Chinese researchers are starting to investigate alternatives to animal testing in a bid to modernise and cut costs
Hepeng Jia/Shanghai, China
’China can lead the way in applying alternatives to animal testing,’ says Melvin Andersen, a professor of toxicology from the Hamner Institute for Health Sciences, North Carolina, in the US, speaking at a Unilever sponsored meeting in Shanghai, on 14 March.
Shortly before the meeting, the Chinese Ministry of Science and Technology hosted a high-profile seminar on animal testing in Wuhan, China, calling for improved facilities for animals used in experiments. Meanwhile several research centres in Beijing, Kunming and Guangzhou for animal testing have been newly constructed.
’Replacing animals in toxicity testing is becoming a worldwide trend, but in China, policymakers have not paid enough attention to it,’ says Peng Shuangqing, director of the Evaluation and Research Centre for Toxicology at the Institute of Disease Control and Prevention of the Chinese Academy of Military Medical Sciences.
Using animals to test the safety of new drugs and chemicals has long been a typical research paradigm, but as animal welfare issues become more prominent in the western world, China has a bigger share in the experimental animal market. ’But we need to develop alternatives,’ says Cheng Shujun, a research fellow at Guangdong Inspection and Quarantine Centre. ’In some cosmetics and chemical toxicity testing, the European Commission could soon reject animal testing data,’ he warns.
Julia Fentem, vice-president of Unilever’s Safety and Environment Assurance Centre, believes the move away from animal tests is mainly a result of scientific progress and future research priorities. ’We need to better understand how chemicals interact with human biology,’ Fentem told Chemistry World. Andresen’s colleague Zhang Qiang agrees: ’Animals are different to humans. How can we be confident enough on the safe dosage that is drawn from the dosage used in animal testing?’
The cosmetics industry may become the first sector to give up animal testing as a result of legislation. For the pharmaceutical, agrochemical and the chemical sector in general, there is no clear timetable for replacing animal testing, explains Fentem. To lower costs and increase the speed and through-put of toxicity testing is another consideration. When the European Union adopted Reach (Registration, evaluation, authorisation and restriction of chemicals) regulations in 2007, large numbers of chemicals had to be registered quickly. If animals have to be used to test the toxicity of thousands of chemicals, it will consume significant resources, time and money, says Fentem. More than 10 million animals are used for experimentation across Europe, with 10 per cent being used in chemical safety testing. Since 2007, the implementation of Reach has significantly increased the amount of animals used in chemical safety testing.
..........
» Using the information:
(1) In the article on animal testing in China, how many animals are used for experimentation across Europe?
(2) Please reproduce a passage of the article on animal testing in China word for word, beginning at the words that have "Using animals to" and stopping after "data,’ he warns.".
(3) Carry the article on animal testing in China forward, picking up after its final sentence.

» Provided data:
..........
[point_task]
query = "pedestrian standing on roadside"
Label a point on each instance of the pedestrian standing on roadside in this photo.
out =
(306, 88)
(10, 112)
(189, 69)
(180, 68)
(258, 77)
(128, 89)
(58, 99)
..........
» Task results:
(1) More than 10 million.

(2)
Using animals to test the safety of new drugs and chemicals has long been a typical research paradigm, but as animal welfare issues become more prominent in the western world, China has a bigger share in the experimental animal market. ’But we need to develop alternatives,’ says Cheng Shujun, a research fellow at Guangdong Inspection and Quarantine Centre. ’In some cosmetics and chemical toxicity testing, the European Commission could soon reject animal testing data,’ he warns.

(3)
A chance for China
According to Cheng, although Reach has specific regulations toward reducing animal testing, they do not affect most Chinese chemical companies. ’But in exported chemicals used as cosmetic ingredients, Chinese manufacturers have used more non-animal methods to deal with the European regulatory requirements. It is a market worth Yuan40 billion (?3.7 billion),’ he told Chemistry World. According to Peng, there is already some funding to support research to develop alternatives to animal testing in China, though these investigations are mostly part of bigger projects to study scientific instruments and methodologies.
Studying alternatives to animal testing could result in an overhaul of the existing research paradigms in China, says Peng, whose team is exploring non-animal approaches for toxicology study. With the fast development of genomics, proteomics, metabolomics, bioinformatics and computational and mathematical approaches, scientists could more accurately analyse the potential threats of certain chemicals to human health and the environment. In the past, successful efforts have been taken to identify the hazards of many cosmetic ingredients, making it possible to directly replace some specific animal tests.
Hard challenges
Fentem explains that previous achievements with non-animal toxicity testing are mainly based on methods for identifying hazards and classification or labelling of chemicals. She cited a 2010 European Commission expert report on non-animal methods for cosmetic testing which concluded that in the areas of repeated dose toxicity, carcinogenicity, reproductive toxicity and toxicokinetics, no timeline for full replacement of animals could be foreseen. The only human health endpoint for which a full replacement between 2017 and 2019 may be scientifically feasible is skin sensitisation (allergy), where several non-animal test methods are under development.
Cheng highlights that a difficult challenge for the application of non-animal testing is the Chinese regulatory system. In the case of the exported raw material for cosmetic ingredients, Chinese manufacturers have to do two tests - the non-animal testing for the European market and the conventional animal testing for the State Food and Drug Administration (SFDA), the Chinese watchdog for the cosmetics industry which does not accept data from non-animal testing. This results in increased costs to manufacturers, Cheng says. ’But pressures from the industry, which feels the international market demands, will eventually force regulators like the SFDA to adapt to the new norms [of non-animal testing],’ he adds.